(Exercise objective): Copy the listing word for word, beginning at the line that contains "1235, row 602." and stopping after the line that contains "column 20, row 840".

Rows from a pointing dataset
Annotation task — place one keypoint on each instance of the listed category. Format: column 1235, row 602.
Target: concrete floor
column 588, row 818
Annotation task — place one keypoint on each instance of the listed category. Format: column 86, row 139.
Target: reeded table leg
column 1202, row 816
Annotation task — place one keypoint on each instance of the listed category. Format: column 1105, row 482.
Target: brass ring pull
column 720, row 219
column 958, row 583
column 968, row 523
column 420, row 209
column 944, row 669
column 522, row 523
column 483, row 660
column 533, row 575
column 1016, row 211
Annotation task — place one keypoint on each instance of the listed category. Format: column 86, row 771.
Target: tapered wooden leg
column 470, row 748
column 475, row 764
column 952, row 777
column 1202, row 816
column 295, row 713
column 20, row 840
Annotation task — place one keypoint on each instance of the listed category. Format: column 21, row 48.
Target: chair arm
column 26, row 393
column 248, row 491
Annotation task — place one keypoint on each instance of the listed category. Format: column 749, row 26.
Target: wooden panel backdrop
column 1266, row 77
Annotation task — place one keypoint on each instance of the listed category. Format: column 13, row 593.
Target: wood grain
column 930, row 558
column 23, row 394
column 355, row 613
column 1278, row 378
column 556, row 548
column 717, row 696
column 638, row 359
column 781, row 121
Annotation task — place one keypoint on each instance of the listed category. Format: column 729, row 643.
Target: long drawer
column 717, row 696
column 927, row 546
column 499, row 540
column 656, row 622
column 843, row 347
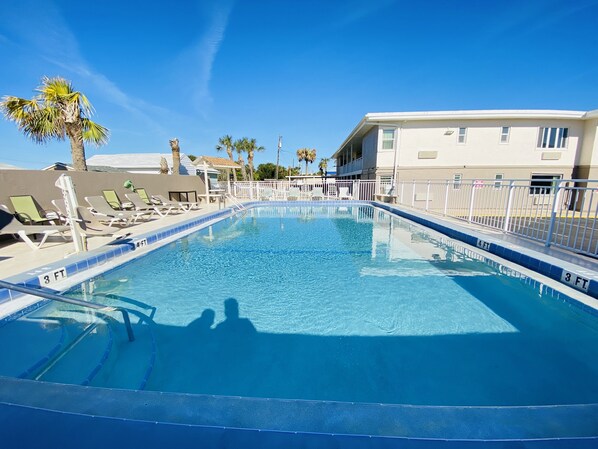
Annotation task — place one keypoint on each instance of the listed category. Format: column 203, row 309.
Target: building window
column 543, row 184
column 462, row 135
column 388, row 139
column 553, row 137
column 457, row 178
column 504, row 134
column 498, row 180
--
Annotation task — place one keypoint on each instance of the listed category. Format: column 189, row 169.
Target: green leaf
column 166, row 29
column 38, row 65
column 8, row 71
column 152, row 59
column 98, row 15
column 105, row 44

(Answer to this exercise):
Annotation task — place one keypoint on each instance of the listed category. Format: column 1235, row 602.
Target: concrete floor
column 588, row 818
Annotation task — place one keypoint on each instance of the listed category. Format: column 86, row 139.
Target: reeded table leg
column 1202, row 816
Annotation task — place one keypoint on each instance of the listed category. Format: column 1105, row 482.
Target: brass ring pull
column 720, row 219
column 958, row 583
column 968, row 523
column 420, row 209
column 944, row 669
column 522, row 523
column 483, row 660
column 533, row 575
column 1016, row 211
Annotation task — place one keypoint on each instance of the listed category. Format: column 86, row 771.
Target: tapered wooden leg
column 470, row 748
column 475, row 764
column 952, row 777
column 1202, row 816
column 295, row 713
column 20, row 840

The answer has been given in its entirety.